I would appreciate some additional documentation on chunking requirements. In particular, we should be explicit about the "concatenation" assumption to eliminate chunking algorithms such as Reed Solomon (aka Erasure Coding). I would also appreciate it if we could provide some discussion/documentation around how chunking should be applied when compression is supported:
- Should we chunk the big blob before compressing it or after?
- Should we compress the chunks? etc...
cc: @bergsieker @roloffs @ulfjack
I will be sending out a Google Meet invitation later so that the Working Group can discuss and decide on this. The invitation shall target Feb 11, the 1-hour time slot after monthly the Remote Execution API meeting. If that time slot does not work, please propose 2-3 new time slots to replace.
If anyone else is interested in joining the call, please comment below your email (or let me know on BazelBuild Slack) and I will forward the invite.
Please add me.
cc: @aehlig
Thanks for the good summary of the proposals. I agree that we probably want both approaches.
I'd like to just add a remark about the agreement on the chunking algorithm. In my opinion it plays quite a different role in the two approaches.
- For the split/splice proposal, the agreement on a splitting algorithm is a question of performance; the more involved parties agree, the better the deduplication and hence the saved traffic. But even if some client splits differently, there is at least some saving, and, more importantly everything is correct.
- For the manifest proposal, on the other hand, the splitting algorithm is at the core of the definition. Since we hash the manifest (and not the denoted sequence of bytes of the underlying blob), the hash depends on the splitting algorithm used. So, essentially, the splitting algorithm is part of the definition of the manifest hash. (Recall that the property that every blob has precisely one hash (for a fixed hashing algorithm) is an essential property of a CAS that the the key addressing the object is a function of the content.)
Thanks @sluongng for your nice summary of the proposals, please add me as well.
I sent out the meeting invites. Also added @moroten as he seems interested in one of the proposals.
Some notes:
- Downloads seem more important than uploads; on one of our larger single-customer clusters, the ratio of downloads to uploads (with bwotb enabled) is ~700 TB/10TB.
- Split/splice could be implemented today via
Execution/Execute(similar to the Asset API; I think this is an example: https://github.com/buildbarn/bb-remote-asset/blob/master/pkg/fetch/remote_execution_fetcher.go) - Eager vs. lazy splitting; I think initially we'll see very few split requests as clients don't support this yet. That makes eager splitting costly as most of the result is never used.

** Task a **
Rewrite the chunking discussion from "Thanks @sluongng for" up to and including "is ~700 TB/10TB.", replacing "meeting invites" with "calendar invites".

** Listed entries **
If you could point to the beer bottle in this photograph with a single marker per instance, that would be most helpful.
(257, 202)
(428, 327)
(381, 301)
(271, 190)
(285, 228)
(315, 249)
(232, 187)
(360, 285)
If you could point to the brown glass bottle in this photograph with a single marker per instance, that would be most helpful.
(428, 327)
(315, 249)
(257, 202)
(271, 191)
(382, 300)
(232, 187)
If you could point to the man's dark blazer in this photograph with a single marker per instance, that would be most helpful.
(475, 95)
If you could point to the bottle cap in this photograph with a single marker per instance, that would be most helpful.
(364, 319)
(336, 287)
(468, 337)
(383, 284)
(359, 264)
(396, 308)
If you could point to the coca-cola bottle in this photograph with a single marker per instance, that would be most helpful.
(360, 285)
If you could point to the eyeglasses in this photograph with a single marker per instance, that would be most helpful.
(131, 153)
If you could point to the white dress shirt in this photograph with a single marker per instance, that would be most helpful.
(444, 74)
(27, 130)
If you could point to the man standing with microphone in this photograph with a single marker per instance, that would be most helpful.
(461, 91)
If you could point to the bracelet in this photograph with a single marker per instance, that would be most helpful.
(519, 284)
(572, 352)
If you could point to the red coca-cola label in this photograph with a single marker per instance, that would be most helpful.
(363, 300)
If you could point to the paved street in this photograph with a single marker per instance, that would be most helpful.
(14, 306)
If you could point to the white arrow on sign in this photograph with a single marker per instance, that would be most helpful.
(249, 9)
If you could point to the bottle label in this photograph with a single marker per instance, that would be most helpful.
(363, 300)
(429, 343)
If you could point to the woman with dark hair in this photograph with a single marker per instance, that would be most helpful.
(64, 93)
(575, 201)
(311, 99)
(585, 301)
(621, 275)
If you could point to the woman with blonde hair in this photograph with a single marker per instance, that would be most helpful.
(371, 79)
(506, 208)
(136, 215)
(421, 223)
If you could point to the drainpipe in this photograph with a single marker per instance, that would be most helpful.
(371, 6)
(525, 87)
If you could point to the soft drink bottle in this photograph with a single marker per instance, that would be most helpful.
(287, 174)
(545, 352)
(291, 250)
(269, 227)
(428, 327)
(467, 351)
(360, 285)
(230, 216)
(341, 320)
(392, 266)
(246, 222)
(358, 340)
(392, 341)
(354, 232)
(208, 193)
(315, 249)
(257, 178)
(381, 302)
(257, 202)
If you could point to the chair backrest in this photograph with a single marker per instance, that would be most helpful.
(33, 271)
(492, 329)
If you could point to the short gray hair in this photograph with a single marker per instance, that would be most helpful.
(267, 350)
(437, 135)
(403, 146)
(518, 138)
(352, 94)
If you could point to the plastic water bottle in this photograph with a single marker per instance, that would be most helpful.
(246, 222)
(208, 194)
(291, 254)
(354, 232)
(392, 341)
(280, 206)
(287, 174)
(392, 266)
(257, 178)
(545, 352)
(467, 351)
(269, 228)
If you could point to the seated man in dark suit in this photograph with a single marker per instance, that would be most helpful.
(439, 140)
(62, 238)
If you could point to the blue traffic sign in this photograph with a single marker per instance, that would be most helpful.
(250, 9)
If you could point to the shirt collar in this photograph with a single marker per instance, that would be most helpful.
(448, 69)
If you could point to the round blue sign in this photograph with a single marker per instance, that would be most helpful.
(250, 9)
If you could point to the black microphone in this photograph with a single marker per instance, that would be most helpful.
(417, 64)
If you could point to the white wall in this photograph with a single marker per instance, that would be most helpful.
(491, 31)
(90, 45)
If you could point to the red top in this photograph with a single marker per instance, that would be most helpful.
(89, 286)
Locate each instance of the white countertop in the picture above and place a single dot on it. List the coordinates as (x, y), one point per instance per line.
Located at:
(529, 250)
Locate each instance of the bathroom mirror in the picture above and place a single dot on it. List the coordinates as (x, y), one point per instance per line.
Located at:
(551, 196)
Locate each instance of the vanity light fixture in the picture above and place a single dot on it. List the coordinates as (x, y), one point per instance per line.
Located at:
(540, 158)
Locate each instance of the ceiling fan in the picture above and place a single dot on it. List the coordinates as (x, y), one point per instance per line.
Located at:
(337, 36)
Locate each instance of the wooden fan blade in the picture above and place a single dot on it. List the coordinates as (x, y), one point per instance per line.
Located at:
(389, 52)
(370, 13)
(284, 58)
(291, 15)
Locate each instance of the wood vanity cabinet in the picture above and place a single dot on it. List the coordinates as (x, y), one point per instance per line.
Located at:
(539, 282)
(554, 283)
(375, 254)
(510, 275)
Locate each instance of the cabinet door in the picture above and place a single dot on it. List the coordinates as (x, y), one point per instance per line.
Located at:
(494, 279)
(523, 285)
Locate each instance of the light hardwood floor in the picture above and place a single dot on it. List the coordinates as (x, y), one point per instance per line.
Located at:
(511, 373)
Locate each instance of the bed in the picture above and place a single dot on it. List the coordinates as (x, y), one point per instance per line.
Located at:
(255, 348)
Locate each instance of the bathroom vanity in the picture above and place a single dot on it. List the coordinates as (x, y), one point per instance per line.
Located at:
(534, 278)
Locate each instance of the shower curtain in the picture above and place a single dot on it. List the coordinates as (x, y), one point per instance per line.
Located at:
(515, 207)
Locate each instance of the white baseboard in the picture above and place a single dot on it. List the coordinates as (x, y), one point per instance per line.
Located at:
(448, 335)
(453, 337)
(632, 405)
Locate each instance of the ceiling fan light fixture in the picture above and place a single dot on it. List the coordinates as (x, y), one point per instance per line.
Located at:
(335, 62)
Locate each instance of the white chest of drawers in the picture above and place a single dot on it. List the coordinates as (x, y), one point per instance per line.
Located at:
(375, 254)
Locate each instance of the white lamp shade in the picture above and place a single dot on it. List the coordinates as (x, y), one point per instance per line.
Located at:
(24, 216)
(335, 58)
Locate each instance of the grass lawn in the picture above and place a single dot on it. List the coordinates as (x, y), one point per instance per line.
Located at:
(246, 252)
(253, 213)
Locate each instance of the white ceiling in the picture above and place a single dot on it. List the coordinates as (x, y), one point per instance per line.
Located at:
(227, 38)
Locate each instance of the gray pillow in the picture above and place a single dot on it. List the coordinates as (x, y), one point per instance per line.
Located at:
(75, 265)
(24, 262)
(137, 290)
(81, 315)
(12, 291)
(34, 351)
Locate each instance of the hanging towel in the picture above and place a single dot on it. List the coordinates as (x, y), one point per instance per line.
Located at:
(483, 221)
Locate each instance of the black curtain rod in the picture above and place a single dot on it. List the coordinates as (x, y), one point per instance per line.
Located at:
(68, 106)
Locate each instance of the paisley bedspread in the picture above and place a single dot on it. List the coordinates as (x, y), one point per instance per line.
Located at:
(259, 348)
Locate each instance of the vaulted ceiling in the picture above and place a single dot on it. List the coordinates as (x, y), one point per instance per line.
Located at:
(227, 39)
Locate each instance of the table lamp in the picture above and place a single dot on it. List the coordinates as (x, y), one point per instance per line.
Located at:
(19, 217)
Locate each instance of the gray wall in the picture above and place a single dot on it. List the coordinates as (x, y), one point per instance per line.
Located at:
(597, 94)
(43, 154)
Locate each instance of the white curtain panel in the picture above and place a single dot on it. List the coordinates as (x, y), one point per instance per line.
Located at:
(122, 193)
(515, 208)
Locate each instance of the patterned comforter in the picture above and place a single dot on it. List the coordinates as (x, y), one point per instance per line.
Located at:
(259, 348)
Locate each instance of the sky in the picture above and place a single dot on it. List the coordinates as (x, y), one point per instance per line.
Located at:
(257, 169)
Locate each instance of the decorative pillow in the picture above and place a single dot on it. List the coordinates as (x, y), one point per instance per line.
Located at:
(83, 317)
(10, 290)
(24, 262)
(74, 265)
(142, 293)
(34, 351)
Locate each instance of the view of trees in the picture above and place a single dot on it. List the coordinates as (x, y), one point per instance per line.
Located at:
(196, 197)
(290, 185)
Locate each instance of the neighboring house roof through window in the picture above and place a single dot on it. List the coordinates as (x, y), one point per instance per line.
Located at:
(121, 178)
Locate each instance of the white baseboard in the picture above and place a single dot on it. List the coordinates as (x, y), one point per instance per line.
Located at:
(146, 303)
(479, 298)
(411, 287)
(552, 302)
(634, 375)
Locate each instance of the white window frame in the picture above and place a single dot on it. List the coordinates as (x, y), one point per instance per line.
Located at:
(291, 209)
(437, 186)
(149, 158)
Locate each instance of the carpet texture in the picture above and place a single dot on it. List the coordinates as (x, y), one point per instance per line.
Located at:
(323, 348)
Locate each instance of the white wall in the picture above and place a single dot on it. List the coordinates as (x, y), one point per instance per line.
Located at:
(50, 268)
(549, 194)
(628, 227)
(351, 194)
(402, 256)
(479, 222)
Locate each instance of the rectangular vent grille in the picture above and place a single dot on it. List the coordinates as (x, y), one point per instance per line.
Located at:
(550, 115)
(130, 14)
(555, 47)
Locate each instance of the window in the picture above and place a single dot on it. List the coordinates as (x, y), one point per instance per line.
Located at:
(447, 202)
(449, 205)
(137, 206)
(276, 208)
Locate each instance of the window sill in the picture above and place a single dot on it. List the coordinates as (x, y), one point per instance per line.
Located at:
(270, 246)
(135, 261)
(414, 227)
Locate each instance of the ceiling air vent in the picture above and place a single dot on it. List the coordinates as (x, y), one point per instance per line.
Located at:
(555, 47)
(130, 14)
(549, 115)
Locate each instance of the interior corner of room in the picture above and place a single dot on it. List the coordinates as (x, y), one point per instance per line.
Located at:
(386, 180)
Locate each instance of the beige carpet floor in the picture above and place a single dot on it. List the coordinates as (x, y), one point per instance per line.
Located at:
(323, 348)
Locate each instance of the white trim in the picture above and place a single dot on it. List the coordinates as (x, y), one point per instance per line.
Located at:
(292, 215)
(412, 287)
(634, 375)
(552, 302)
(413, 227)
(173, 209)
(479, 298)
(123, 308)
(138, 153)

** Task b **
Give the records from the line with "Locate each instance of the interior" up to and including the last line of the records as a Markdown table with the columns Row and Line, where Row is a running number and Line is the record line, leaving out blank lines.

** Correct answer a **
Thanks @sluongng for your nice summary of the proposals, please add me as well.
I sent out the calendar invites. Also added @moroten as he seems interested in one of the proposals.
Some notes:
- Downloads seem more important than uploads; on one of our larger single-customer clusters, the ratio of downloads to uploads (with bwotb enabled) is ~700 TB/10TB.

** Correct answer b **
| Row | Line |
|---|---|
| 1 | Locate each instance of the interior corner of room in the picture above and place a single dot on it. List the coordinates as (x, y), one point per instance per line. |
| 2 | Located at: |
| 3 | (386, 180) |
| 4 | Locate each instance of the beige carpet floor in the picture above and place a single dot on it. List the coordinates as (x, y), one point per instance per line. |
| 5 | Located at: |
| 6 | (323, 348) |
| 7 | Locate each instance of the white trim in the picture above and place a single dot on it. List the coordinates as (x, y), one point per instance per line. |
| 8 | Located at: |
| 9 | (292, 215) |
| 10 | (412, 287) |
| 11 | (634, 375) |
| 12 | (552, 302) |
| 13 | (413, 227) |
| 14 | (173, 209) |
| 15 | (479, 298) |
| 16 | (123, 308) |
| 17 | (138, 153) |